- Problems
a. In the text on the search for the KT impact crater, in which riverbed did Alvarez's team find evidence carrying the expected signature of the impact?
b. Proceed with the account of the search for the KT impact crater, picking up after its final sentence.

- Source
By 1980, evidence of the KT boundary and high iridium levels had been independently reported on at dozens of other sites, moving Alvarez's hypothesis toward a global hunt for the impact crater, in competition with several other scientists such as Jan Smit. Many teams continued to dispute the impact hypothesis, instead theorizing that a volcanic eruption could have been the cause of the mass extinction. An eruption in an area known as the Deccan Traps was dated to the same time period of the boundary, making the eruption hypothesis stronger. The search for an impact crater caused Alvarez to turn to evidence of a tsunami, which a large impact would have likely caused if it had occurred in the middle of the ocean. By the late 1980s, he found evidence at the Brazos River that a tsunami has swept across the Gulf of Mexico millions of years earlier. The discovery was made thanks to a graduate student named Alan Hildebrand that notified Alvarez of the evidence of a crater on the Yucatan Peninsula, which had never been published in the scientific literature by the Mexican petroleum geologists that had found it. The age of the crater needed to be determined if it was going to be a candidate for the KT boundary impact, but access to the region was limited due to the crater having been buried over time and the core samples obtained by the geologists having been lost. The only option Alvarez had left was to find undisturbed sediment left over from the impact still on the surface rock layer somewhere in northeastern Mexico. After several weeks of searching, his team found evidence in a riverbed named Arroyo el Mimbral with the exact signature of the impact that was expected. Several years later, in 1991, the core samples were re-discovered and confirmed the findings from Alvarez's expedition.

- Detection annotation records
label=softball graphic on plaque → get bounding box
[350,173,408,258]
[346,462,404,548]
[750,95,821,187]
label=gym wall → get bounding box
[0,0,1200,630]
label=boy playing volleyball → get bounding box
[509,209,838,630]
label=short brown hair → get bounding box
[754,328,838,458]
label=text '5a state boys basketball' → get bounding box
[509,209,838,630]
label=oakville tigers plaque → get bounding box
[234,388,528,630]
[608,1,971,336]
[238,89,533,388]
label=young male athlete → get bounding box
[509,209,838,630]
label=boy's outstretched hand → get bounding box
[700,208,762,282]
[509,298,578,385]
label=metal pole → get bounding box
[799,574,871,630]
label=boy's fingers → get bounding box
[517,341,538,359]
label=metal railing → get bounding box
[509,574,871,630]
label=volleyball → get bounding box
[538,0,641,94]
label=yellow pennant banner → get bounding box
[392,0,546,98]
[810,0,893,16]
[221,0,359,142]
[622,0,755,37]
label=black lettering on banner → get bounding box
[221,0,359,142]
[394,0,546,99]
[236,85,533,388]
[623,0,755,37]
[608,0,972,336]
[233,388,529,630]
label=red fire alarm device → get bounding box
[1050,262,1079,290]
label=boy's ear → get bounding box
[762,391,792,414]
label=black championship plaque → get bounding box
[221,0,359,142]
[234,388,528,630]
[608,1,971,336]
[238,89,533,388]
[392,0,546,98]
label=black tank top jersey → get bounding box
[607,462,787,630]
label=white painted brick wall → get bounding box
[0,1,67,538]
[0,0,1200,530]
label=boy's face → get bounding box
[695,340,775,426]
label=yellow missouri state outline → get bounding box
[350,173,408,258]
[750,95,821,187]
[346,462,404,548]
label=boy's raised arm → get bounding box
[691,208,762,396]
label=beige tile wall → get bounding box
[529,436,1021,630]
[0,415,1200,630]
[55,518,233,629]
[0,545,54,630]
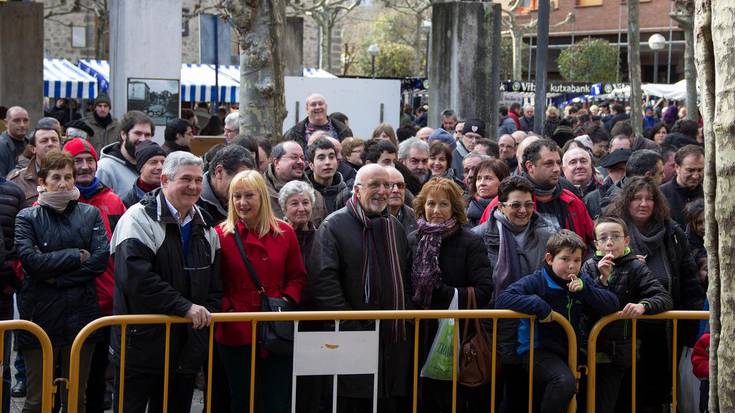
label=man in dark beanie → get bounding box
[122,141,166,208]
[162,118,194,155]
[84,94,120,152]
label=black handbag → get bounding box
[234,229,296,355]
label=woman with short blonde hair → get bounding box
[215,171,306,412]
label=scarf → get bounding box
[493,208,530,297]
[38,186,79,213]
[76,176,100,199]
[345,194,406,342]
[411,217,457,308]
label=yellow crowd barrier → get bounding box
[68,310,579,413]
[0,320,56,413]
[587,311,709,413]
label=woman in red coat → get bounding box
[215,171,306,412]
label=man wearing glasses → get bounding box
[308,164,412,413]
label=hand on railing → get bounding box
[186,304,212,328]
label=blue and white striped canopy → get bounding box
[181,64,240,103]
[43,59,97,99]
[79,59,110,94]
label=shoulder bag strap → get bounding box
[233,228,266,297]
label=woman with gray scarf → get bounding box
[472,176,554,411]
[607,177,704,411]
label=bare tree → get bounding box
[693,0,735,413]
[288,0,362,72]
[220,0,286,142]
[383,0,432,75]
[628,0,643,139]
[502,0,575,80]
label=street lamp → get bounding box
[368,43,380,79]
[648,33,666,83]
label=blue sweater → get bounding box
[495,267,618,359]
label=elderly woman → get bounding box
[467,159,510,227]
[607,177,704,410]
[472,176,554,411]
[215,171,306,412]
[15,151,110,412]
[408,178,492,412]
[278,181,316,264]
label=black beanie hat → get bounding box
[135,141,166,173]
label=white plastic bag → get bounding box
[420,288,459,381]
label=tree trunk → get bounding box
[510,26,523,80]
[224,0,286,142]
[628,0,643,139]
[694,0,735,413]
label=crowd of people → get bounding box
[0,94,708,412]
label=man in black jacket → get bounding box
[111,151,222,412]
[661,145,704,228]
[283,94,352,148]
[308,164,412,412]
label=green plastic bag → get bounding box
[420,288,459,381]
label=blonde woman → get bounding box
[215,171,306,412]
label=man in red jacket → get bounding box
[64,138,125,412]
[480,139,595,245]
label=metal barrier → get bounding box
[587,311,709,413]
[68,310,579,413]
[0,320,56,413]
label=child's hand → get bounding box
[597,254,615,285]
[618,303,646,318]
[567,274,584,293]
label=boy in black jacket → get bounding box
[496,229,618,413]
[582,217,674,413]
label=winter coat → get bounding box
[581,252,674,368]
[263,164,327,227]
[408,228,493,310]
[197,172,227,226]
[661,179,704,228]
[495,266,619,360]
[97,142,139,196]
[480,188,595,245]
[83,112,120,153]
[283,118,353,149]
[0,177,30,292]
[8,157,38,205]
[307,206,413,398]
[692,333,710,380]
[79,184,125,315]
[472,212,554,364]
[215,221,306,346]
[110,189,222,374]
[306,172,347,215]
[15,201,110,349]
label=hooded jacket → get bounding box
[581,251,674,368]
[97,142,139,197]
[495,265,619,360]
[110,189,222,374]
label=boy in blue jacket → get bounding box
[496,229,618,413]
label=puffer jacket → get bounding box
[581,251,674,368]
[110,189,222,374]
[15,201,110,349]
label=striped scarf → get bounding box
[347,194,406,341]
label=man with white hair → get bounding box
[110,151,222,412]
[283,93,352,148]
[224,112,240,145]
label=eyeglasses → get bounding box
[597,235,625,244]
[501,201,535,211]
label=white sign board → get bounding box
[283,76,401,139]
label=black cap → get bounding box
[462,119,486,138]
[600,149,633,168]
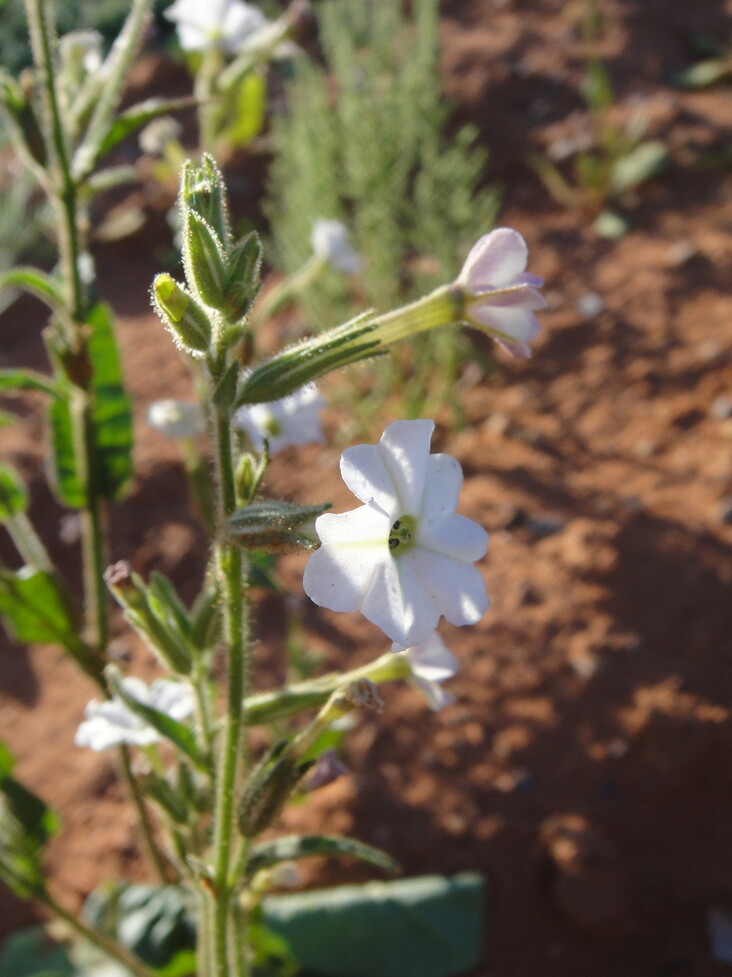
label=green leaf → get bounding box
[183,210,226,309]
[0,465,28,522]
[247,835,399,878]
[87,302,132,499]
[83,885,196,977]
[48,386,86,509]
[0,265,65,314]
[223,71,267,146]
[0,370,58,397]
[0,566,104,683]
[227,501,330,550]
[97,97,197,159]
[0,926,78,977]
[263,873,485,977]
[106,666,207,770]
[610,139,668,193]
[0,567,80,647]
[0,744,59,892]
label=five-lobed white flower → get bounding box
[147,400,206,438]
[303,420,489,648]
[234,383,325,455]
[391,631,458,712]
[165,0,270,55]
[456,227,546,359]
[310,217,363,275]
[74,676,194,752]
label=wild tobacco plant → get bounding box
[0,0,543,977]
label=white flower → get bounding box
[147,400,206,438]
[310,218,363,275]
[303,420,489,648]
[455,227,546,359]
[165,0,270,54]
[74,676,193,751]
[137,115,183,156]
[391,631,458,712]
[234,384,325,454]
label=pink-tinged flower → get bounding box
[455,227,546,359]
[391,631,458,712]
[303,420,489,648]
[165,0,270,54]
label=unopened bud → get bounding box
[152,274,211,353]
[227,502,330,550]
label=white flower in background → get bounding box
[234,384,325,454]
[455,227,546,359]
[310,218,363,275]
[74,676,193,752]
[391,631,458,712]
[165,0,270,54]
[303,420,489,648]
[137,115,183,156]
[147,400,206,438]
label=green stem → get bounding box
[38,891,155,977]
[213,410,249,977]
[118,746,170,885]
[7,512,54,573]
[372,285,463,346]
[26,0,85,324]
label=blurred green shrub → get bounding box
[268,0,497,325]
[0,0,173,75]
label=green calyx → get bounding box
[389,516,417,556]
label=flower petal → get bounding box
[303,505,393,611]
[341,444,402,519]
[377,420,435,516]
[361,549,440,647]
[419,454,463,526]
[417,513,489,563]
[404,631,458,682]
[414,549,490,624]
[470,285,546,311]
[458,227,529,291]
[408,675,455,712]
[470,303,541,343]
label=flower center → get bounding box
[389,516,417,556]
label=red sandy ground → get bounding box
[0,0,732,977]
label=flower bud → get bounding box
[236,312,386,407]
[227,502,330,550]
[224,233,262,319]
[152,274,211,354]
[183,211,226,309]
[180,153,231,248]
[239,740,313,838]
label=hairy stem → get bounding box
[213,410,249,977]
[38,892,155,977]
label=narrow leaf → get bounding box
[247,835,399,878]
[48,386,86,509]
[107,668,207,770]
[87,302,132,499]
[0,465,28,522]
[0,265,65,312]
[263,873,485,977]
[0,370,58,397]
[0,566,103,683]
[97,96,198,159]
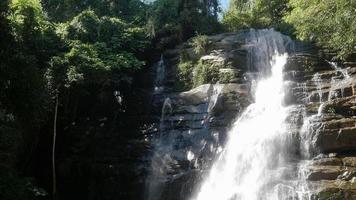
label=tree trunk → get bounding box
[52,93,59,200]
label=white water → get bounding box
[154,55,166,94]
[193,30,292,200]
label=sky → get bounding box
[220,0,229,11]
[143,0,229,11]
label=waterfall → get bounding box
[193,30,293,200]
[154,55,166,94]
[296,56,352,200]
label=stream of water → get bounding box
[193,30,291,200]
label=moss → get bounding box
[193,61,222,87]
[219,70,236,84]
[191,35,210,56]
[175,61,195,91]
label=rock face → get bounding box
[146,32,356,200]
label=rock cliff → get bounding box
[145,31,356,200]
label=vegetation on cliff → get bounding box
[0,0,356,200]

- The results
a. Arroyo el Mimbral

b.
==Style and tone==

Rich in metaphor and analogy, the language of this book, uncommon to scientists, constitutes exceptional science writing that sweeps the reader into the page. Alvarez writes the way he lectures – with verve, charm, and conciseness. He understands, as Voltaire maintained, that the adjective should be treated as the natural enemy of the noun. Clearly, such a narrative can grow only from intimate understanding of the complex and varied scientific material that, for Alvarez, has fostered poetic, lucid simplification without simplism.
— William Glen, Isis, March 1998, pg. 165.

In a review for Geological Magazine, Simon Conway Morris noted that the controversy and debate over the impact hypothesis had led to comments against it that are "querulous, petulant, otiose, and sometimes simply poisonous", but that Alvarez's book "acknowledges the differences that have arisen, but never does he descend to insult and injury", leading to a "gracious and generous book". Timothy Ferris, writing for The New York Times, stated that Alvarez "gets the facts across in a lighthearted, almost playful manner", but still manages to present "solid science" that presents a "clear and efficient exposition that conveys plenty of cogent detail while keeping an eye on the subtle interplay of thought, action and personality that makes scientific research such arresting human behavior."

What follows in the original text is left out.